━━ Extrait fourni ━━

La réputation d’Olivier Nasles excède très largement son exploitation d’Eguilles, dans les Bouches du Rhône. Des bureaux à Aix en Provence et à Montpellier pour son activité d’œnologue conseil, il accompagne avec ses collaborateurs près de 300 caves coopératives et particulières dans le sud de la France. Aussi, en 2010, alors que sa mère est toujours à la tête de l’exploitation familiale Olivier Nasles ne cherche pas à la convaincre d’aller vers le bio pour se faire connaître, pas plus pour répondre à un vertige métaphysique, mais par certitude économique : « évidemment que le bio est meilleur pour la santé, celle de la planète comme celle des être humains, il n’y a pas de débat là-dessus. Mais mon engagement dans le bio ne part pas de là. Il y a des discours philosophiques sur l’harmonie existant à travailler en bio, mais au final si on se fait plaisir et que notre activité économique n’est pas rentable, c’est la pire des choses. Nous devons créer de la valeur ajoutée en nous convertissant au bio.». Lui-même donc entame sa conversion et, en 2014, les premières récoltes de ses 23 hectares de vigne et 20 hectares d’oliviers sont commercialisées, le succès commercial est au rendez-vous.

━━━
━━ Données fournies ━━

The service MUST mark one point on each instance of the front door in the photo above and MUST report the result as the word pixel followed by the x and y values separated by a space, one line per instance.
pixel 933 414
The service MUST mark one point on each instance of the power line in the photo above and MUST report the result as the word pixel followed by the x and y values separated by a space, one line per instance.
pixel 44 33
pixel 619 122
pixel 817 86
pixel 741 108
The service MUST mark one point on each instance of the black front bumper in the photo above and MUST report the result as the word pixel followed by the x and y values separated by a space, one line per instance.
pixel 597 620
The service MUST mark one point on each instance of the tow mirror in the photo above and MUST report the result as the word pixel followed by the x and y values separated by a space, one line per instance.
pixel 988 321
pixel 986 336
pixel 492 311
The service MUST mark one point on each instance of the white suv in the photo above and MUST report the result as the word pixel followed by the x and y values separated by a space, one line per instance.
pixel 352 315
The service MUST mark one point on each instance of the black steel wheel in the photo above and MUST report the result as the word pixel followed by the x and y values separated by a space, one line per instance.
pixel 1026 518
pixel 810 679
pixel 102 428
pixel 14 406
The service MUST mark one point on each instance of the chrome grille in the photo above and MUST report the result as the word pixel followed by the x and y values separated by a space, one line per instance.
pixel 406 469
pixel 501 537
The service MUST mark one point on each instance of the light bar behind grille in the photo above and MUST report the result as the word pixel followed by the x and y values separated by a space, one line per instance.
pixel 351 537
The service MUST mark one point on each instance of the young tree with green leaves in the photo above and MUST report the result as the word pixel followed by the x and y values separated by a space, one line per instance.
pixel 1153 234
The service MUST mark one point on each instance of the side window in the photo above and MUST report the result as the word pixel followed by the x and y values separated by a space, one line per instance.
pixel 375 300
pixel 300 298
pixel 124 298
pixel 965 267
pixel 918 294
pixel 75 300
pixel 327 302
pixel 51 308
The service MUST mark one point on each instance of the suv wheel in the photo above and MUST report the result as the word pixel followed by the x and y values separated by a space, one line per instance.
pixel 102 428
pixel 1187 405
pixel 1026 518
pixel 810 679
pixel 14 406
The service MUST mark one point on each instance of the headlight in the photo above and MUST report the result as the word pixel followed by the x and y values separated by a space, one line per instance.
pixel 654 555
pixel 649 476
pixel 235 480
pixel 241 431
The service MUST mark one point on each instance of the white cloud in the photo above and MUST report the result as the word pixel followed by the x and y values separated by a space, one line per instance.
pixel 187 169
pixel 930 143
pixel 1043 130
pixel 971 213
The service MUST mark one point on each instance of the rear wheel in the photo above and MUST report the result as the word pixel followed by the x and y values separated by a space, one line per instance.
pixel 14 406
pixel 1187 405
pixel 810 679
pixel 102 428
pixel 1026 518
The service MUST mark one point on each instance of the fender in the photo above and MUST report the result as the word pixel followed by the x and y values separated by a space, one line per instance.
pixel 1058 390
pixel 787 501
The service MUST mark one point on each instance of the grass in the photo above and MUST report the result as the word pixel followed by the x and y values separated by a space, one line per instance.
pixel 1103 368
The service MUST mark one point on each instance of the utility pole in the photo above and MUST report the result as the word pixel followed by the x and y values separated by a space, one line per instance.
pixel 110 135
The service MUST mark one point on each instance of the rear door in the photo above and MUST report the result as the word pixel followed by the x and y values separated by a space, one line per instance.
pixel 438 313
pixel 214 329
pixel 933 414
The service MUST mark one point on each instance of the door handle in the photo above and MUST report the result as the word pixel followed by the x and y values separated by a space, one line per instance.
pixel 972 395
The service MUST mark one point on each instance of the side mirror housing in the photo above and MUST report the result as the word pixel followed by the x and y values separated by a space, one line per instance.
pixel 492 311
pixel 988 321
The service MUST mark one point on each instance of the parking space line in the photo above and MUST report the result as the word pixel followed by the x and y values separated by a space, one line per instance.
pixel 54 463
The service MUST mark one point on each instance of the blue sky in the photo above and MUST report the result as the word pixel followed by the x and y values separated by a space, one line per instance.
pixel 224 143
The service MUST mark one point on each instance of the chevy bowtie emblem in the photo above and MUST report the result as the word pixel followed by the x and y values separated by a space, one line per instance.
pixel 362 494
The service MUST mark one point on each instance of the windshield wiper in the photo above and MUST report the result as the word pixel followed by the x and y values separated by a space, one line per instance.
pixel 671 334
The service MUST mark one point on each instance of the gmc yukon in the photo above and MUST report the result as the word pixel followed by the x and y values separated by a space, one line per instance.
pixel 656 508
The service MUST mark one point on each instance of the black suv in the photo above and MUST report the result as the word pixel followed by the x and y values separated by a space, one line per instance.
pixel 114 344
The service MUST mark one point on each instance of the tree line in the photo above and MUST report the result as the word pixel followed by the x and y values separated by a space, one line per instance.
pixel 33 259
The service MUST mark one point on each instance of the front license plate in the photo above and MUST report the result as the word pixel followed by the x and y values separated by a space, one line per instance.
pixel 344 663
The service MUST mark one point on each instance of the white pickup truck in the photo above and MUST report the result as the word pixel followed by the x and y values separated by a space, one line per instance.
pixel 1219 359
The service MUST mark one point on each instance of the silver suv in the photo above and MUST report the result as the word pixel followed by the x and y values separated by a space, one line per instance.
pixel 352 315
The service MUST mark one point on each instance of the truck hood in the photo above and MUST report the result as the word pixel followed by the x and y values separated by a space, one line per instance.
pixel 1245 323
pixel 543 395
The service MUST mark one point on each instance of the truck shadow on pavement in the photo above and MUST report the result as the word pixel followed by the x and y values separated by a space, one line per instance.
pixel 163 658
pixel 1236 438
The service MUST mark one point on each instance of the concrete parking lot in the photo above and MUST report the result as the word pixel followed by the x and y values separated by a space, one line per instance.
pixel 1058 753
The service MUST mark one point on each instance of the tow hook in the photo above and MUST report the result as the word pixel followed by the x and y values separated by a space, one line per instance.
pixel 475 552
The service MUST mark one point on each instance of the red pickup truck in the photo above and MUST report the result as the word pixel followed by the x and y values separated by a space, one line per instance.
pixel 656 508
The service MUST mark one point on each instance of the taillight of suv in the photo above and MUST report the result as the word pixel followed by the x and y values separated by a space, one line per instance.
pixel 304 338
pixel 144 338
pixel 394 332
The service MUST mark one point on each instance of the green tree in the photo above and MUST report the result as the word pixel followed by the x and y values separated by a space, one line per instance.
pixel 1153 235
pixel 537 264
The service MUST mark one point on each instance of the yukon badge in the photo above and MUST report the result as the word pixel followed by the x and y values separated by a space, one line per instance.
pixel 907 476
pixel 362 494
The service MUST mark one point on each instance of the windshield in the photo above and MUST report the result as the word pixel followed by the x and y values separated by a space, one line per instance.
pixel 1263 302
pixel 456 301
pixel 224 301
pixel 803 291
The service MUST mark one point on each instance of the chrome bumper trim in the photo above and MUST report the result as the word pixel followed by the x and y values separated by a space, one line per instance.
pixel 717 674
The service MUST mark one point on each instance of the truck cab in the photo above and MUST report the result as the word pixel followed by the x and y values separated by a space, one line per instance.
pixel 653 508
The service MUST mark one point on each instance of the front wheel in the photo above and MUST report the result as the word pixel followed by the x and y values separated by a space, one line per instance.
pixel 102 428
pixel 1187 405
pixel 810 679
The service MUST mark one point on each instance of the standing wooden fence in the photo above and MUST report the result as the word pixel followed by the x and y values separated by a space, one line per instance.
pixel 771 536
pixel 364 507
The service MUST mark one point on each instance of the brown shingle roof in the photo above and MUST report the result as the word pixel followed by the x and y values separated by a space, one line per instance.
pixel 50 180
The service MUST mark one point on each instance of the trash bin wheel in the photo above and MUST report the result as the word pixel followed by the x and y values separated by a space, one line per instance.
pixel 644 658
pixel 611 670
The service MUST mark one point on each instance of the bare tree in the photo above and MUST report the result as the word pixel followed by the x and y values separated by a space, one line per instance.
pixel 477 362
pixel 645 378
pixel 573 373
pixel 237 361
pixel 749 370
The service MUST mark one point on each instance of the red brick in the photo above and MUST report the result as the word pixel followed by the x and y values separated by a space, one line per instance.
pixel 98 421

━━━

[Liste des tâches]
• A. Relevez toutes les villes nommées dans l'extrait fourni.
• B. D'après l'extrait fourni, combien d'hectares de vigne Olivier Nasles possède-t-il ?

[Exercices corrigés]
• A. Eguilles, Aix en Provence, Montpellier

• B. 23 hectares